WHAT NEEDS TO BE DONE: Collect every line of the data below that contains the word "cliff", and copy each such line in full.

(Point placement records)
··········
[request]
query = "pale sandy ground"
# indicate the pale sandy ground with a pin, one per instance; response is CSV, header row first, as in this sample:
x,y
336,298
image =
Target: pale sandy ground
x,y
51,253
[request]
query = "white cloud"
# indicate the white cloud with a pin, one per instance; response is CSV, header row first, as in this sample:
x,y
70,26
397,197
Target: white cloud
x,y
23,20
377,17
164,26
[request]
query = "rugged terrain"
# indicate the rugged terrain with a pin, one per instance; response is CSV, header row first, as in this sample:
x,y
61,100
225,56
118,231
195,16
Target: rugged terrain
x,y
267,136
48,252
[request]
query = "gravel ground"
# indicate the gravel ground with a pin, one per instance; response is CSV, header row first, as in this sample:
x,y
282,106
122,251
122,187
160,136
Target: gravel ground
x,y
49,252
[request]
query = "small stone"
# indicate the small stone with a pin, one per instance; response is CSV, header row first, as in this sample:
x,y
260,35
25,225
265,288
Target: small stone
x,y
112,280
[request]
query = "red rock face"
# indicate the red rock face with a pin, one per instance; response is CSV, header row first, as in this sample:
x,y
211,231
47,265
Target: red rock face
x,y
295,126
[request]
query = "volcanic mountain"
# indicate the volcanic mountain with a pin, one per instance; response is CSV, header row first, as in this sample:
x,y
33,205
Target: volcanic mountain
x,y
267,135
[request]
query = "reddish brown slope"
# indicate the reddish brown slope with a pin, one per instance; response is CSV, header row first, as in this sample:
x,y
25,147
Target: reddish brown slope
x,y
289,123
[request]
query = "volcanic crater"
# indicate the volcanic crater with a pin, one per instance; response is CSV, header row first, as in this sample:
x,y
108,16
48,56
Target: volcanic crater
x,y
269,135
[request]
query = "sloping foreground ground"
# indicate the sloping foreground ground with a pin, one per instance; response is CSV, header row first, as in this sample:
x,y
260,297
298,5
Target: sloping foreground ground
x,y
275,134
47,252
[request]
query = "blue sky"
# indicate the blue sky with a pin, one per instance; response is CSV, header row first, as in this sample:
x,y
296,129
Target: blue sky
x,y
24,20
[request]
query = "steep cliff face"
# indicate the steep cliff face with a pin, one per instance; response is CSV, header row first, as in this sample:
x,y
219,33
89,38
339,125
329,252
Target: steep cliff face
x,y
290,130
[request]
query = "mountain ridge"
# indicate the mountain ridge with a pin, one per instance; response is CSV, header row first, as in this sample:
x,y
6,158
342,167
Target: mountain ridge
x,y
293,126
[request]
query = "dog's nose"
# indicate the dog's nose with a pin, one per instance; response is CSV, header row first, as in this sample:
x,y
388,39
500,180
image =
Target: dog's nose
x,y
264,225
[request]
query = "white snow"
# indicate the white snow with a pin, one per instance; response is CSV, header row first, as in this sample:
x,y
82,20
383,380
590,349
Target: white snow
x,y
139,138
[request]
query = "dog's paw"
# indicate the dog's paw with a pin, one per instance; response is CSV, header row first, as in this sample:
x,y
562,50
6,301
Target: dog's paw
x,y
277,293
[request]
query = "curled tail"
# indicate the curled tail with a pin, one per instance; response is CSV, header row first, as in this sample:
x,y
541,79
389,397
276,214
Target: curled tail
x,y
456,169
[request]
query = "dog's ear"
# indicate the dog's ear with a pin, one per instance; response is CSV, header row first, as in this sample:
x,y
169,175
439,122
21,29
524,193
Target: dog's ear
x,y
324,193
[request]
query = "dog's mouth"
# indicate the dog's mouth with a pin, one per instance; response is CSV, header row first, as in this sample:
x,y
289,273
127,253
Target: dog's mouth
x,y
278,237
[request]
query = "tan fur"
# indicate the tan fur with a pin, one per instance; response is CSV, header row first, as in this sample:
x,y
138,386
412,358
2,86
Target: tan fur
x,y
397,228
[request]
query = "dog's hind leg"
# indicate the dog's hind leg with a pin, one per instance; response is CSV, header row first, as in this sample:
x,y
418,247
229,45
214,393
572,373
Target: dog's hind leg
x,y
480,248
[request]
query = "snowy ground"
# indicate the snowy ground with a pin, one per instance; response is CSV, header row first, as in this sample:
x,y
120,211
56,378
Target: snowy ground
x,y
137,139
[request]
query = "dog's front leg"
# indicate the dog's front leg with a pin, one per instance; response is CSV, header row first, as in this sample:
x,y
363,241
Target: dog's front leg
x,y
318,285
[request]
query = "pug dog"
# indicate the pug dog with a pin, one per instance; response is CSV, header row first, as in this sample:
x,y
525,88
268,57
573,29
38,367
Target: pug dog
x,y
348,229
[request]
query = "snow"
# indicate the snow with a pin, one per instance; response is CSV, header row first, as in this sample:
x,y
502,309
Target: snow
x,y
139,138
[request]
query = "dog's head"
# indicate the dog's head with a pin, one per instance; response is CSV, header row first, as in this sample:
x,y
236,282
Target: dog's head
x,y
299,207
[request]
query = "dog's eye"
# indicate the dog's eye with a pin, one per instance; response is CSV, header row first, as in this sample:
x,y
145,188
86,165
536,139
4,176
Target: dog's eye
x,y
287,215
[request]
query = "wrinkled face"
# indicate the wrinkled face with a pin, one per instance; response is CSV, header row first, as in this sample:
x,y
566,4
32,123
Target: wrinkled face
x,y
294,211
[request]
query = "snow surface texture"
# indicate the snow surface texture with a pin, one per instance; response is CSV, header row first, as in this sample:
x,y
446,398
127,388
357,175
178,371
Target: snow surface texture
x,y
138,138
··········
FINISHED ANSWER:
query = "steep cliff face"
# indicate the steep cliff face with a pin, one per instance; response is CSV, header row first, as in this sample:
Target: steep cliff face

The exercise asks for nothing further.